● Items listed in a dataset
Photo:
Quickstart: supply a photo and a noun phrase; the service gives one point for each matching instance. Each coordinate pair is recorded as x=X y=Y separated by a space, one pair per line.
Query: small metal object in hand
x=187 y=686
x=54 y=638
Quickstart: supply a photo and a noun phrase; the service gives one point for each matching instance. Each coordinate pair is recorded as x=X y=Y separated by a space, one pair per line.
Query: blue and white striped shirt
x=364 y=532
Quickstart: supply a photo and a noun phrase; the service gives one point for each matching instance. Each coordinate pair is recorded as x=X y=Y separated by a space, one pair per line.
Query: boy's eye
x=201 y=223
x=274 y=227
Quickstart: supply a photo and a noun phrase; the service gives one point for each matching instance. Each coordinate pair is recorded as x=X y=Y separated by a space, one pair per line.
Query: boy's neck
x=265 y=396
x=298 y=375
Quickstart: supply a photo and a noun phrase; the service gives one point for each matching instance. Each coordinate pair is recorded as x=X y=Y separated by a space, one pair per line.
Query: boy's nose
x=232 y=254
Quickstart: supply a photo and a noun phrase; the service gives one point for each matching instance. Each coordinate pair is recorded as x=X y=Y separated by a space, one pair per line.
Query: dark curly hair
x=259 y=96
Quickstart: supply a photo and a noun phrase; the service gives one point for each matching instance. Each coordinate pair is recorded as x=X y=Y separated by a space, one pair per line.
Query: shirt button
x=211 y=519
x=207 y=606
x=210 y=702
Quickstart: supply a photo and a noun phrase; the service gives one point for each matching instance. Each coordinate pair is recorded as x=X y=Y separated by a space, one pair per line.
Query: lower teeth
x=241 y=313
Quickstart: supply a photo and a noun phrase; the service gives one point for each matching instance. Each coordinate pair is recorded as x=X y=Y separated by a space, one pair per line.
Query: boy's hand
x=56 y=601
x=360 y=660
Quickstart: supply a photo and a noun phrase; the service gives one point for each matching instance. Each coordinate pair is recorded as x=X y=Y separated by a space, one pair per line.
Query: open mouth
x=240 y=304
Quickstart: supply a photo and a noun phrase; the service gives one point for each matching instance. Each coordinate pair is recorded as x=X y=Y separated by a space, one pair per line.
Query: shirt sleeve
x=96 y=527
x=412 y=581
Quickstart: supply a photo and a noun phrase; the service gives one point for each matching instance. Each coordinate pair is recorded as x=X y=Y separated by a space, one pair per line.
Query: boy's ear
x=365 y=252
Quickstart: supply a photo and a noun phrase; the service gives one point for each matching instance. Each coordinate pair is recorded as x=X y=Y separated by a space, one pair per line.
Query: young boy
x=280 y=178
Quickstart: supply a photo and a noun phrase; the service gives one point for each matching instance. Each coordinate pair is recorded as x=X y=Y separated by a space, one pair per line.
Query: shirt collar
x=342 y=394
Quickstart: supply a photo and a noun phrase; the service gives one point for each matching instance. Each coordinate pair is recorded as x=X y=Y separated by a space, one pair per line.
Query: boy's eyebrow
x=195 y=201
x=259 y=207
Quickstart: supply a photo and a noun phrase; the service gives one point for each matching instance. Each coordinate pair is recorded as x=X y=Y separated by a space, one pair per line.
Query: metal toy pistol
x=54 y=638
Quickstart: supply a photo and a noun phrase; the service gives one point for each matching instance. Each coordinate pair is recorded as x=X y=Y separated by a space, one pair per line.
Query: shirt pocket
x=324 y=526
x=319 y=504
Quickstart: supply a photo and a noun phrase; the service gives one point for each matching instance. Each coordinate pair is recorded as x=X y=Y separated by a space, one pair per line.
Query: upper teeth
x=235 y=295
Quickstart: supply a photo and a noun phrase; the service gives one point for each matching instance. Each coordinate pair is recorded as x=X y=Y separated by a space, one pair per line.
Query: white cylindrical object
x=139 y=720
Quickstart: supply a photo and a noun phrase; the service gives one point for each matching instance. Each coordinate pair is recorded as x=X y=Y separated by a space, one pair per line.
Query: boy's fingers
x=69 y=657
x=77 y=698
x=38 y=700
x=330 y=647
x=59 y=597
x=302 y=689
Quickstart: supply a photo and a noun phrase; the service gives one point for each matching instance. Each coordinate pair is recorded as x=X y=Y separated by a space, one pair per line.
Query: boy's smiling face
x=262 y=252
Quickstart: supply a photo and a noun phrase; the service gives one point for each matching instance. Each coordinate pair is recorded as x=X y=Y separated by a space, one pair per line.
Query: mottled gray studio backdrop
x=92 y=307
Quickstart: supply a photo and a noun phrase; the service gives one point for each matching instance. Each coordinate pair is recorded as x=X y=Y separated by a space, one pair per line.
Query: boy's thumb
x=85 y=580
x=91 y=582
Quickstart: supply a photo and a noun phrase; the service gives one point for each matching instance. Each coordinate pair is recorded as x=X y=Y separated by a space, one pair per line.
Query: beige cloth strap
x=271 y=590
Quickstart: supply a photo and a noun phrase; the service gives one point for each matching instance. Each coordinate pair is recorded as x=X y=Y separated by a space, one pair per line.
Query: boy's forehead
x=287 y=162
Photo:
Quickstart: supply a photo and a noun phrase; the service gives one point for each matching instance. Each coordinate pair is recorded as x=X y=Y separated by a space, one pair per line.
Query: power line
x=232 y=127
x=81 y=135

● ABOUT THIS EXERCISE
Nothing in the data above may be skipped; repeat it all exactly.

● WRITTEN SOLUTION
Photo:
Quickstart: supply a photo and a noun phrase; the service gives one point for each matching instance. Each coordinate pair is recorded as x=X y=Y separated by a space, one pair per line.
Query: small metal object in hand
x=187 y=686
x=54 y=638
Quickstart: supply a photo and a noun phrase; the service gives one point for each matching instance. Each coordinate pair is recorded as x=X y=Y separated by a space, one pair per line.
Query: blue and white striped shirt
x=364 y=532
Quickstart: supply a photo and a noun phrase; the service gives one point for each matching instance. Each coordinate pair is recorded as x=X y=Y separated by a space, one pair per line.
Query: boy's eye
x=201 y=223
x=274 y=227
Quickstart: supply a photo and a noun phrase; the service gives one point for each matching instance. Each coordinate pair is recorded as x=X y=Y separated by a space, one pair per line.
Query: boy's neck
x=265 y=396
x=298 y=375
Quickstart: supply a photo and a noun phrase; the service gives one point for each matching instance. Each coordinate pair is recorded as x=X y=Y separated by a space, one pair per line.
Query: boy's nose
x=232 y=254
Quickstart: supply a photo and a noun phrase; the service gives one point for each matching instance. Each coordinate pair is recorded as x=X y=Y separated by a space, one pair per line.
Query: dark curly hair
x=259 y=96
Quickstart: supply a photo and a noun phrase; the service gives one point for each matching instance. Each coordinate pair is recorded as x=X y=Y separated by a space, one pair per line.
Query: shirt button
x=211 y=519
x=207 y=606
x=210 y=702
Quickstart: supply a photo and a noun phrase; the service gives one point for each matching instance. Each coordinate pair is recorded as x=X y=Y separated by a space, one pair per line.
Query: lower teeth
x=241 y=313
Quickstart: supply a photo and a noun phrase; the service gives one point for each matching instance. Each coordinate pair is recorded as x=X y=Y separated by a space, one pair per line.
Query: boy's hand
x=56 y=601
x=360 y=660
Quickstart: supply a photo and a noun phrase; the service gives one point for each matching instance. Each coordinate pair is recorded as x=X y=Y separated by a space, one pair per line.
Query: open mouth
x=240 y=304
Quickstart: supply a photo and a noun phrase; the service gives one point for each matching instance. Each coordinate pair is recorded as x=X y=Y separated by a space, one pair per line.
Query: shirt sleeve
x=96 y=527
x=412 y=581
Quickstart: supply a photo and a noun phrase; the service gives one point for each matching instance. Each coordinate pair is recorded as x=X y=Y separated by a space, one pair per line.
Query: boy's ear
x=365 y=252
Quickstart: supply a photo and a noun phrase; the service gives one point for each matching instance. Each coordinate pair is recorded as x=X y=Y separated by a space, one pair per line.
Query: young boy
x=280 y=178
Quickstart: supply a photo and a noun phrase; the service gives one point for each matching instance. Each coordinate pair is recorded as x=X y=Y separated by a space, one pair per line.
Query: shirt collar
x=342 y=394
Quickstart: supply a photo and a noun phrase; the service gives one point for each matching instance. Each coordinate pair is recorded as x=X y=Y separated by a space, one pair per line.
Query: boy's eyebrow
x=195 y=201
x=259 y=207
Quickstart: supply a photo and a noun phrase; the service gives one point for each matching instance. Each coordinate pair is recorded as x=X y=Y separated by a space, one pair per line.
Query: metal toy pistol
x=54 y=638
Quickstart: supply a photo and a noun phrase; the service gives one point for each matching instance. Each coordinate pair is recorded as x=X y=Y separated by a space, one pair per line.
Query: shirt pocket
x=324 y=526
x=319 y=504
Quickstart: supply a photo and a noun phrase; the service gives one point for each matching instance. Each coordinate pair is recorded as x=X y=Y separated by a space, one pair per line.
Query: upper teeth
x=235 y=295
Quickstart: supply a photo and a noun phrase; the service gives one point for each matching instance. Each coordinate pair is recorded as x=X y=Y separated by a space, one pair per line.
Query: white cylindrical object
x=139 y=720
Quickstart: supply a photo and a noun phrase; the service gives one point for each matching instance. Each coordinate pair is recorded as x=X y=Y separated by a space, one pair per line.
Query: boy's fingers
x=69 y=657
x=77 y=698
x=38 y=700
x=330 y=647
x=59 y=597
x=302 y=689
Quickstart: supply a photo and a noun phrase; the service gives one point for each matching instance. Each coordinate pair is recorded as x=X y=Y separated by a space, one pair per line.
Query: boy's smiling face
x=262 y=252
Quickstart: supply a photo and a noun phrase; the service gives one point for each matching instance. Each coordinate pair is recorded as x=X y=Y separated by a space, one pair per line.
Query: mottled gray studio backdrop
x=92 y=307
Quickstart: supply a photo and a noun phrase; the service gives one point for each matching instance. Each coordinate pair is recorded as x=X y=Y separated by a space, one pair per line.
Query: boy's thumb
x=85 y=580
x=91 y=582
Quickstart: supply a photo and a noun phrase; the service gives one point for each matching instance. Each coordinate pair is recorded as x=X y=Y separated by a space, one pair per line.
Query: beige cloth strap
x=271 y=590
Quickstart: supply a photo and a noun phrase; the service gives one point for each matching instance. Each coordinate pair is recorded as x=X y=Y separated by a space, one pair per line.
Query: boy's forehead
x=287 y=162
Photo:
Quickstart: supply a photo and a noun phrase; the service gives one point for each matching instance. Each coordinate pair is recorded as x=X y=Y separated by a space, one pair per line.
Query: power line
x=232 y=127
x=81 y=135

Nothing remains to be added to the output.